=== 本文 ===
台鉄が昨年までの2年間で25回の脱線事故を起こしていたことが24日、分かった。台鉄を運行する交通部(国土交通省に相当)台湾鉄路管理局の局長が立法院(国会)で明らかにした。
情報源: 台湾・脱線事故 2年で25回、安全不備に批判 – 産経ニュース
あーーーーっ,アカン!
メンテナンスがおろそかになってたり,守られるべき手順が守られなかったりという状態の可能性高し.まるで国鉄末期の状態.ちゅうか,台鉄は公社化すらされていない政府直営の鉄道なのね.
台鉄が昨年までの2年間で25回の脱線事故を起こしていたことが24日、分かった。台鉄を運行する交通部(国土交通省に相当)台湾鉄路管理局の局長が立法院(国会)で明らかにした。
情報源: 台湾・脱線事故 2年で25回、安全不備に批判 – 産経ニュース
あーーーーっ,アカン!
メンテナンスがおろそかになってたり,守られるべき手順が守られなかったりという状態の可能性高し.まるで国鉄末期の状態.ちゅうか,台鉄は公社化すらされていない政府直営の鉄道なのね.
運転士が身柄拘束の請求審査の際、「動力に問題があった」として、速度を自動制御する「自動列車防護装置(ATP)を切った」と証言したと発表した。
情報源: 台湾・脱線事故 運転士「ATP切った」と証言 – 産経ニュース
ダメじゃん.
でも,日本でも故意じゃなくて過失だが,似たような話はあった.
これを防ぐには,運転席のスイッチをハード的な「電源断」にする電流の切断装置にするのでは無く,パソコンの電源スイッチのように「シャットダウンを指示するキー」相当にしておいて,電源供給そのものは切れないようにしておくしかないかな.
その上で,(ソフト)電源スイッチが切られたら,そのときは目視運転でも問題の無い速度でしか走れないようにするとか…
#そうすると,今度は配電盤を探して電源切ろうとする輩が出てくるか…
昨日の話の続きである.
列車前面展望ビデオがあるようなので,よく見てみよう.
脱線現場よりも台北寄りにある半径800mとおぼしきカーブは,どうやら120km/h制限のようだ(1h 22m 43s).このカーブに入った後に,ATSの地上子(2個1組)のようなものが見える(1h 22m 54s)が,これが速度照査用のものかな? 正確にはわからないが,このカーブを出終わる少し前( 1h 23m 22s)にも同様のものがあり,反対向き線路にもあるので,その可能性は高い.(台湾は双単線)
===
# [課題 1]
台鉄の脱線事故に関する本文のうち、「情報源: 台湾・脱線事故 運転士「ATP切った」と証言」で始まり「昨日の話の続きである.」で終わる部分を、一字一句違えずに書き写してください。
# [課題 2]
台鉄の脱線事故に関する本文の続きを、最後の文の後から書き進めてください。
データは、台鉄の脱線事故に関する本文とは別の出典から取られたものです。
=== データ ===
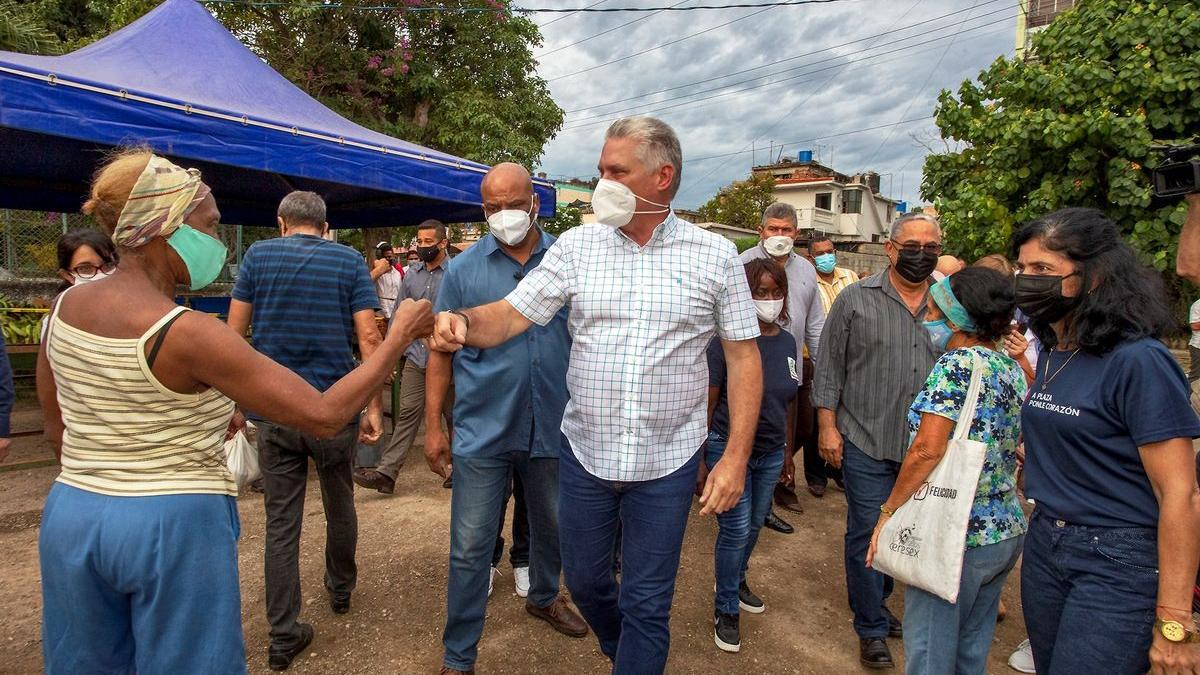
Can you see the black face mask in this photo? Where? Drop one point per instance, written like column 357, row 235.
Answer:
===
# [解答 1]
情報源: 台湾・脱線事故 運転士「ATP切った」と証言 – 産経ニュース
ダメじゃん.
でも,日本でも故意じゃなくて過失だが,似たような話はあった.
これを防ぐには,運転席のスイッチをハード的な「電源断」にする電流の切断装置にするのでは無く,パソコンの電源スイッチのように「シャットダウンを指示するキー」相当にしておいて,電源供給そのものは切れないようにしておくしかないかな.
その上で,(ソフト)電源スイッチが切られたら,そのときは目視運転でも問題の無い速度でしか走れないようにするとか…
#そうすると,今度は配電盤を探して電源切ろうとする輩が出てくるか…
昨日の話の続きである.

# [解答 2]
しばらく進んで,脱線現場駅の手前には制限標識があり,「65」と「85」の文字が見える(1h 23m 35s).車体傾斜装置のついていない列車が65km/h制限,ついている列車が85km/h制限ということかな.
ということで,昨日の制限速度に関する考察は概ね当たり.
駅の構内にさしかかり,信号機の横に再びATSの地上子(2個1組)のようなものが見える(1h 23m 45s).
駅を通り過ぎた後の曲線の手前には「75」「100」の文字があり(1h 24m 10s),先ほどと同様に制限がそれぞれ75km/h,100km/h.
さらに進んで次の駅の手前には「95」「120」がある(1h 24m 26s).
台湾のATS等の保安装置についてはあまり詳しくないが,ATS地上子のようなものを2個1組で設置している地点が速度照査ポイントだとすると,曲線に入ってから120km/h制限や85km/h制限が守られているかどうかをチェックしていては,いざという時ブレーキが間に合わないのでは無いかと思った.
(あくまでATS地上子のようなものが速度照査ポイントなら…台湾のTVニュースのネット同時配信を見ていると,やはりこの地上子は速度照査用のもののようだ.)
↓ ”Live”なので,後日見ても意味不明かも.
R800カーブの120km/h制限はクリアしてそうなので,そのまま突っ走ってR300カーブに120km/hのまま突入し,速度照査で引っかかって非常ブレーキが作動したけど間に合わず,といったところか? (ならば,地上設備の設計ミスかも)
事故の前に車両故障で一時動けなくなったという情報もあるみたいだが,まさかとは思うが,故障の原因が保安装置で,保安装置の電源を切ったまま運転していたとか.あるいは,ブレーキがかかったまま緩解しないので,ブレーキのエアを強制的に抜いたまま出発した(関東鉄道取手駅事故がそんな感じだったかな)とか(まぁ,今時空気だけでブレーキかけてるわけ無いか……).そんなんじゃ無いよね.
(台湾のTVニュースのネット同時配信でも,保安装置のスイッチが入っていたかどうかという点が論点になっている模様)
勝手に加速したという話もあるみたいだが,定速運転装置(クルマでいうところのオートクルーズ)が稼働していたとか…
#なお,車体傾斜装置は「安全に曲線を高速で走れる装置」と勘違いしている人が多いが,車体傾斜装置は曲線通過時の車内の遠心力を軽減する装置であって,安全性を大幅に向上させる装置では無い.車両の重心が下がった場合にのみ安全性が向上する.ということで,転ぶときには転ぶ.客に気づかれないようにマージンを削っているようなもの.
#最初のビデオは逆光でわかりにくい.反対側の線路を北上する列車の前面展望ビデオも発見(0h 42m 04s 〜 0h 43m 41s).こっちは太魯閣自強号とあるので,TEMU1000型か?
台湾北東部・宜蘭(ぎらん)県で21日午後4時50分ごろ、台湾鉄道(台鉄)の特急「プユマ」号が脱線した。行政院(内閣に相当)が公表した消防当局の情報によると、乗客366人が乗っており、22人が死亡、171人が負傷した。けが人はさらに増える可能性がある。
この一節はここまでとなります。